§ **Description of the task**:
Edit the lines below so that "thickest" becomes "widest" wherever it occurs, with everything else unchanged. Omit the pictures from your answer.

§ **Dataset rows**:
★ ★ ★
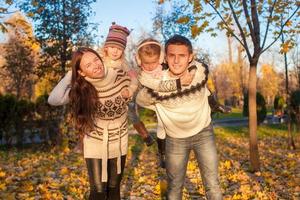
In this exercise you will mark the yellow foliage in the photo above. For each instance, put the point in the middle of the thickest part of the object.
(285, 47)
(183, 20)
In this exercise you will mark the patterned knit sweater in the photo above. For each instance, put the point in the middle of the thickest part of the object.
(122, 64)
(183, 113)
(109, 139)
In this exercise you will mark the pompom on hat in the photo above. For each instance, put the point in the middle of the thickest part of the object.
(117, 35)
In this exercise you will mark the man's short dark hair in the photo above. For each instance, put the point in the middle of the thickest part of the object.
(179, 40)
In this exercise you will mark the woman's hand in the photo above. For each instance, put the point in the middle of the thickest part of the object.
(126, 94)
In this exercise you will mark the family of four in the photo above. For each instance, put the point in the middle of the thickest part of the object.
(102, 90)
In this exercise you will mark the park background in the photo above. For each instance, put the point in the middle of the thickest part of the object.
(37, 160)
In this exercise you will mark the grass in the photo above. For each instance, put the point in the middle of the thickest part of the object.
(41, 173)
(235, 113)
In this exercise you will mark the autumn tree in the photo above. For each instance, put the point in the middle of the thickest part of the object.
(4, 11)
(19, 57)
(254, 24)
(268, 83)
(59, 27)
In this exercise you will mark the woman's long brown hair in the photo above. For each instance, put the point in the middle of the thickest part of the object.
(83, 95)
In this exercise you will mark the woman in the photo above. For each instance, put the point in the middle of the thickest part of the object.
(100, 114)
★ ★ ★
§ **Output below**:
In this exercise you will mark the yellow foliage in the photo above. For each instance, put the point in the middle of the widest part of the object.
(285, 47)
(183, 20)
In this exercise you will mark the patterned knit sweater in the photo above. For each instance, put the point in the middle of the widest part of the object.
(122, 64)
(183, 113)
(109, 139)
In this exercise you will mark the pompom on hat in the photo above. For each instance, put the point in the middle of the widest part of the object.
(117, 35)
In this exercise you will mark the man's short dark hair in the photo above. For each instance, put the point in the middle of the widest part of the object.
(179, 40)
In this exercise you will mark the woman's hand in the photo above. For each instance, put the point in the middle of the widest part of the object.
(126, 94)
In this exercise you will mark the family of four in the photo above. For each instance, put the point in the middle of the widest part of the object.
(102, 90)
In this exercise you will mark the park background in the photo above. For each instance, put the point in the middle of the widest part of the object.
(37, 160)
In this exercise you will mark the grass in the photo above. For each instance, put the point in the middle of the widest part of the object.
(41, 173)
(235, 113)
In this exercise you will mark the autumn tree in the photo above. For each instance, put the point in the middle of the widest part of the object.
(4, 11)
(19, 57)
(254, 24)
(268, 83)
(59, 27)
In this exercise you will mark the woman's long brown hair in the photo above. For each instance, put the point in the middle of the widest part of the object.
(83, 95)
In this exercise you will mark the woman in the photo above. For each instance, put the point in the middle of the widest part of the object.
(100, 114)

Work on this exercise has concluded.